◆ THE TASK:
Transcribe precisely those lines of the listing that fall between the line containing "Where can the patch" and the last line, inclusive of both.

◆ INFORMATION GIVEN:
——

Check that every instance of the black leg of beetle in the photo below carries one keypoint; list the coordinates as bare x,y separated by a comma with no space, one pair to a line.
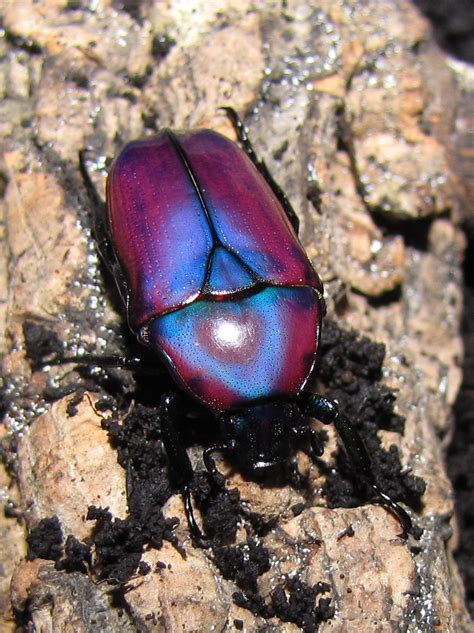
328,412
309,435
180,465
261,166
122,362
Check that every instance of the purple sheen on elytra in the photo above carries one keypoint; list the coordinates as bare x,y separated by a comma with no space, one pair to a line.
164,235
159,228
227,274
228,353
246,215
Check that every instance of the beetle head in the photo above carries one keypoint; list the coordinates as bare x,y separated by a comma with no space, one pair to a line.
259,438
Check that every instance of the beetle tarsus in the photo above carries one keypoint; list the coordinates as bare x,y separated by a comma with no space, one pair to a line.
328,412
195,530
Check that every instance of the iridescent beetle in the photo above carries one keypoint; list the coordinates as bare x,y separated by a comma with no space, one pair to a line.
203,246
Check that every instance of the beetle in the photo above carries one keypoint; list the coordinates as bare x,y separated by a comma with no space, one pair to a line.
203,246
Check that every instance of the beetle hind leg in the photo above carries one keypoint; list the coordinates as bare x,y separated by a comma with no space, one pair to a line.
247,146
180,464
327,411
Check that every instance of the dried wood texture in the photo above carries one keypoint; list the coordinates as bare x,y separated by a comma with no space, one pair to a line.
353,108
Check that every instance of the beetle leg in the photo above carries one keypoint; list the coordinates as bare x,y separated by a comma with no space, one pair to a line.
180,465
306,433
328,412
247,146
122,362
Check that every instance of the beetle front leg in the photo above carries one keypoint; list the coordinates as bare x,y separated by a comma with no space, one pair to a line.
113,361
327,411
247,146
180,465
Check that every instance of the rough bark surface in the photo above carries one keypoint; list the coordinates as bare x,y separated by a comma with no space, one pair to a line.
354,110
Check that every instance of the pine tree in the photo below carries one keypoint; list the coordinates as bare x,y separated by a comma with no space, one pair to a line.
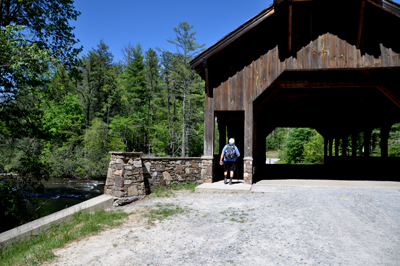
184,78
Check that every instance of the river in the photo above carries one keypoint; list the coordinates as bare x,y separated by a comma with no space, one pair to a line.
60,194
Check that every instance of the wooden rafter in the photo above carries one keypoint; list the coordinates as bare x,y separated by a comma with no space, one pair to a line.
290,28
390,95
360,24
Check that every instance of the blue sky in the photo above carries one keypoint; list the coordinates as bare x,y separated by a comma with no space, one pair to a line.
151,22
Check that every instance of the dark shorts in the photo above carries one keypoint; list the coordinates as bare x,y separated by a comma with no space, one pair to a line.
229,166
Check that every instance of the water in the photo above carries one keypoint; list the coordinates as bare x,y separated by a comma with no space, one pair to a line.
60,194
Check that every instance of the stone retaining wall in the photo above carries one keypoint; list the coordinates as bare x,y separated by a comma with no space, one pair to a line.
130,174
169,170
125,175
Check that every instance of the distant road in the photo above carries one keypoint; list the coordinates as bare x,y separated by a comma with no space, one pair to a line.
271,160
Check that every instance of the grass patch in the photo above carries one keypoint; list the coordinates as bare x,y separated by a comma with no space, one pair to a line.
235,216
162,212
37,250
163,191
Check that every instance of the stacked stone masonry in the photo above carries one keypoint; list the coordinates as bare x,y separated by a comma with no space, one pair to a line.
166,171
248,170
125,175
130,174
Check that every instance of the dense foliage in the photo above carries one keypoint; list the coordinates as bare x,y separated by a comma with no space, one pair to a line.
61,114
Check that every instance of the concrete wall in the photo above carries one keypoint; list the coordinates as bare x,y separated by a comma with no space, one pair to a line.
35,227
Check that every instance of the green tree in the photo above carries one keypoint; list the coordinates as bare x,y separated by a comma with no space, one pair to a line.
313,152
294,148
134,95
185,80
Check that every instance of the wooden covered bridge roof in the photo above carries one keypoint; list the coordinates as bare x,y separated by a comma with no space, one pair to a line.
304,32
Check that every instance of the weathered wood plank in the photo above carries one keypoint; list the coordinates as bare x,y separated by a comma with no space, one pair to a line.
332,51
259,87
377,62
316,54
209,126
273,64
307,56
383,55
264,71
299,62
225,95
360,23
248,131
241,87
368,60
352,56
217,98
232,92
342,54
390,95
395,59
270,67
256,77
324,51
248,107
349,55
359,58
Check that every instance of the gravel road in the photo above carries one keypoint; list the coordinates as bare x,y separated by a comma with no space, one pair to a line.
288,226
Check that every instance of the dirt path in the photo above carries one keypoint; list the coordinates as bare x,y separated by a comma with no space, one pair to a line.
289,226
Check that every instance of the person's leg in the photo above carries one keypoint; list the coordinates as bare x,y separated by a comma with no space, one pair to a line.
232,171
225,173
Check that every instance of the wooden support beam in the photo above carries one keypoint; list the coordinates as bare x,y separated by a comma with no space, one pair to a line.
290,27
337,146
390,95
222,136
344,146
209,122
354,144
367,140
360,24
384,140
205,65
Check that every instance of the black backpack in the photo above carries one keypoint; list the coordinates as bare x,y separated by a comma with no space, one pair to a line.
230,152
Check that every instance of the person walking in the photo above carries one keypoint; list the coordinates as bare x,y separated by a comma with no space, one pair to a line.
229,155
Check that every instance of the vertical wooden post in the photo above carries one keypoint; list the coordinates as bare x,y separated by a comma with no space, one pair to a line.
384,141
222,135
209,122
360,24
336,146
367,139
207,81
290,33
354,144
344,146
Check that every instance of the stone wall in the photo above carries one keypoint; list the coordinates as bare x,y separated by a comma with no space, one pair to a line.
169,170
131,175
248,170
125,175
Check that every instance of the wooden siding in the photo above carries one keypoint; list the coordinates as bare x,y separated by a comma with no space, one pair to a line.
328,51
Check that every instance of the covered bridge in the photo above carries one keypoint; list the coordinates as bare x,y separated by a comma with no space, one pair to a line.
330,65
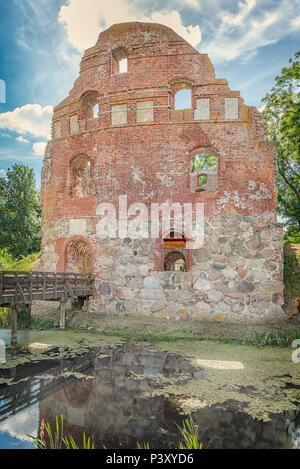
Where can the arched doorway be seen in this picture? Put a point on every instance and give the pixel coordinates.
(78, 257)
(175, 253)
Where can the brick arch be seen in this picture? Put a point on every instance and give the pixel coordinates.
(179, 84)
(77, 255)
(88, 100)
(172, 256)
(118, 54)
(81, 180)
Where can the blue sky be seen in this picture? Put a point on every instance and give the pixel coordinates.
(41, 43)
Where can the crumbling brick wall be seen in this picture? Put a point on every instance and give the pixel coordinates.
(120, 133)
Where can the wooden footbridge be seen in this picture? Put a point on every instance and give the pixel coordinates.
(22, 288)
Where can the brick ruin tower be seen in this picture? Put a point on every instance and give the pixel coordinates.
(147, 118)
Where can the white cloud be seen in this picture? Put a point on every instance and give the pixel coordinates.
(22, 140)
(85, 20)
(296, 23)
(39, 148)
(30, 119)
(243, 33)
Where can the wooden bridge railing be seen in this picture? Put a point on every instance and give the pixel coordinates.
(22, 288)
(25, 287)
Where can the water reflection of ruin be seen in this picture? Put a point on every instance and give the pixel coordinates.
(30, 388)
(110, 404)
(113, 408)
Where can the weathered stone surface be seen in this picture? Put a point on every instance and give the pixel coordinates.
(158, 306)
(202, 255)
(104, 289)
(140, 147)
(246, 287)
(152, 283)
(202, 285)
(151, 294)
(272, 287)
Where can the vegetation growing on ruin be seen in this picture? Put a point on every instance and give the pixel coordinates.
(282, 109)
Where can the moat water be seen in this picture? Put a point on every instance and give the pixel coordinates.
(104, 390)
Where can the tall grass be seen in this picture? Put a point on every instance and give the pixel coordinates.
(190, 434)
(56, 439)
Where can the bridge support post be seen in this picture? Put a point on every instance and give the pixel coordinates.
(62, 315)
(14, 325)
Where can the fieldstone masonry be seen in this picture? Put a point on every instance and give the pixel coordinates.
(139, 145)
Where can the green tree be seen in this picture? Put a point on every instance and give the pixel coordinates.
(20, 212)
(283, 114)
(203, 161)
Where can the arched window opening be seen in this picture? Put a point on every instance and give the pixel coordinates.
(81, 184)
(89, 108)
(119, 61)
(204, 172)
(2, 92)
(183, 99)
(96, 111)
(175, 252)
(175, 261)
(78, 257)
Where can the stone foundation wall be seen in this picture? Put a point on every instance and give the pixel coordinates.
(236, 275)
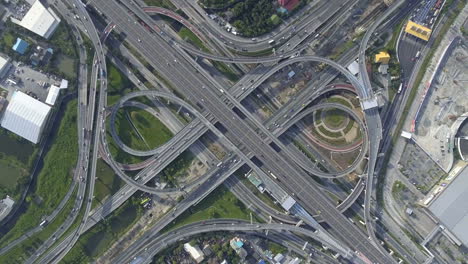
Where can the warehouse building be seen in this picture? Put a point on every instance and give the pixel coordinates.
(25, 116)
(194, 252)
(451, 209)
(20, 46)
(53, 94)
(40, 20)
(4, 66)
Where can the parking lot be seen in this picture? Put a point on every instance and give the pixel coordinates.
(419, 168)
(446, 100)
(25, 79)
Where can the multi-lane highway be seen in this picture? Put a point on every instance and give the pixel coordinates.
(245, 135)
(186, 76)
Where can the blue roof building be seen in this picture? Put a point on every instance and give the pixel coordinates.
(20, 46)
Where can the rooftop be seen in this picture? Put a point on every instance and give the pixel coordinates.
(40, 20)
(451, 207)
(53, 94)
(25, 116)
(20, 46)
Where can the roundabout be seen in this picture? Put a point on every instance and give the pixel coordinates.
(154, 152)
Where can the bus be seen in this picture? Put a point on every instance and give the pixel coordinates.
(400, 88)
(272, 175)
(43, 223)
(144, 200)
(418, 54)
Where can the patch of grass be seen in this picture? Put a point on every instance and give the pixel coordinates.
(397, 188)
(177, 168)
(54, 179)
(276, 248)
(262, 196)
(334, 117)
(349, 126)
(341, 49)
(20, 253)
(9, 174)
(339, 100)
(107, 183)
(8, 39)
(16, 147)
(151, 128)
(329, 133)
(99, 238)
(189, 36)
(161, 3)
(391, 45)
(118, 84)
(66, 65)
(61, 39)
(331, 141)
(424, 66)
(221, 203)
(260, 53)
(118, 154)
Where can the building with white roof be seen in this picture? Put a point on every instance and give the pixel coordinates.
(40, 20)
(25, 116)
(4, 66)
(64, 84)
(53, 94)
(194, 252)
(353, 68)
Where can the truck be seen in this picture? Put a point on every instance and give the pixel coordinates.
(272, 175)
(418, 54)
(400, 88)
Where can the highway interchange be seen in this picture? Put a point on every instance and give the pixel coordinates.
(246, 137)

——

◆ RESPONSE BOX:
Where can the patch of grass be seen in this picture? Put a point on every instance and give the pixel coordinates.
(397, 188)
(177, 168)
(54, 179)
(276, 248)
(262, 196)
(334, 117)
(349, 126)
(341, 49)
(20, 253)
(9, 174)
(339, 100)
(107, 183)
(8, 39)
(16, 147)
(151, 128)
(329, 133)
(99, 238)
(189, 36)
(161, 3)
(391, 45)
(118, 84)
(66, 65)
(61, 39)
(331, 141)
(424, 66)
(221, 203)
(260, 53)
(118, 154)
Where can the building with white roof be seen in this picture? Put a point on every instance and give the pixel coordinates.
(40, 20)
(25, 116)
(4, 66)
(64, 84)
(53, 94)
(194, 252)
(353, 68)
Where can the truck be seen in this picture? Put a point on every instance and give the pixel coordinates.
(272, 175)
(418, 54)
(400, 88)
Where can the highway interchange be seen in this picture? Put a point on every instance and give the pixel coordinates.
(246, 137)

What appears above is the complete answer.